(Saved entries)
______________________________

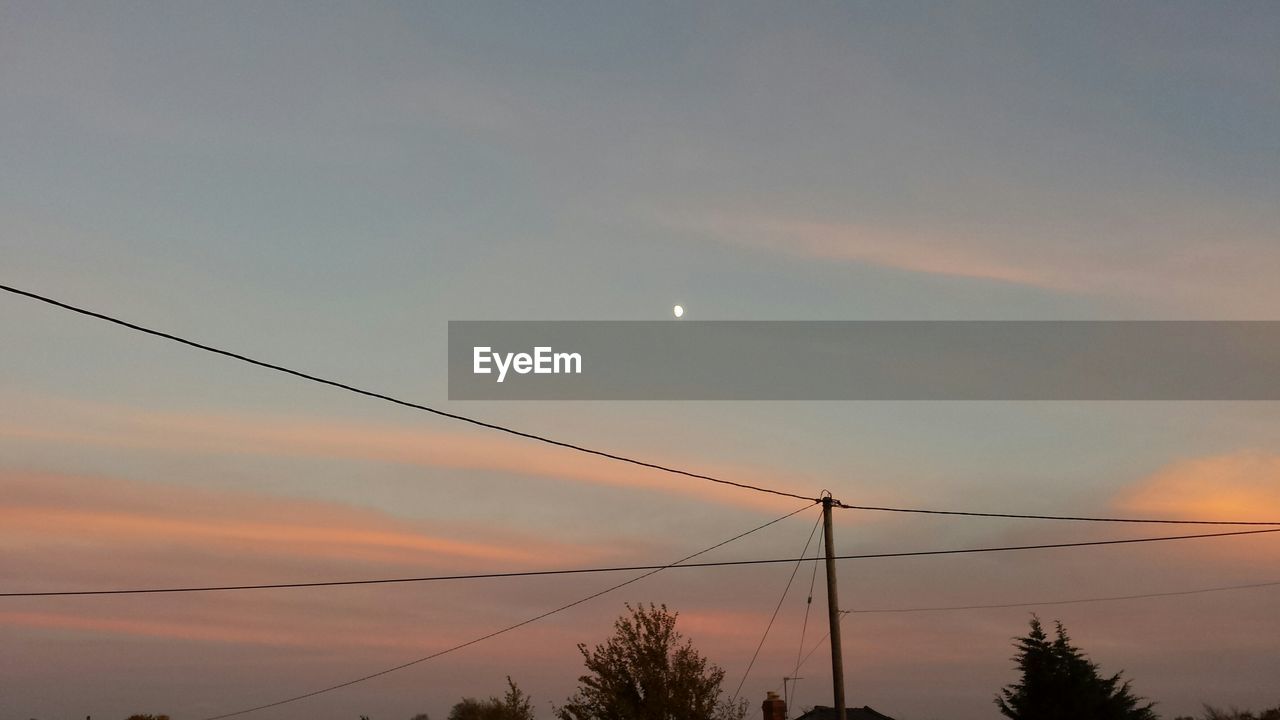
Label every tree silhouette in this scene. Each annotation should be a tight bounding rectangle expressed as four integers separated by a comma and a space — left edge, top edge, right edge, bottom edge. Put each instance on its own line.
449, 675, 534, 720
556, 605, 746, 720
996, 615, 1157, 720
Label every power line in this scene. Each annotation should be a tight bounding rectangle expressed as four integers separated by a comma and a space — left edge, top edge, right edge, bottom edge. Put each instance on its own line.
12, 515, 1280, 598
0, 284, 1280, 525
782, 515, 826, 707
841, 580, 1280, 615
730, 502, 822, 703
205, 506, 812, 720
0, 284, 818, 502
836, 501, 1280, 525
796, 580, 1280, 671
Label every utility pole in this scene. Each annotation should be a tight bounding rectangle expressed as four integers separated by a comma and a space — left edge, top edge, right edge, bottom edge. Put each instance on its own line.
822, 495, 845, 720
782, 678, 804, 720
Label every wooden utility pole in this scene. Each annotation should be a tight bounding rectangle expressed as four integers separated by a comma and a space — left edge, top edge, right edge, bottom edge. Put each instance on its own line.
822, 495, 845, 720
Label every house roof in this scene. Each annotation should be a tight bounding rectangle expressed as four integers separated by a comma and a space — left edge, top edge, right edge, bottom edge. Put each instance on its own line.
795, 705, 893, 720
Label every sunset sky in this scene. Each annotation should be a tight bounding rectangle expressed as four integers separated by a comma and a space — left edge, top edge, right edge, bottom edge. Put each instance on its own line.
0, 0, 1280, 720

______________________________

The task
Arrange the stretch of the saved entries that begins with the line containing "Label every power" and ends with the line containing "730, 502, 822, 703", both included, as a Markdown table with the columns Row and Entry line. Skip any blank lines.

Task solution
| Row | Entry line |
|---|---|
| 1 | Label every power line in this scene. Each annotation should be a tight bounding rectangle expressed as four integers separated by a comma and a space — left edge, top edge, right edge, bottom edge. Put each instance on its own line. |
| 2 | 12, 515, 1280, 598 |
| 3 | 0, 284, 1280, 525 |
| 4 | 782, 515, 826, 707 |
| 5 | 841, 580, 1280, 615 |
| 6 | 730, 502, 822, 703 |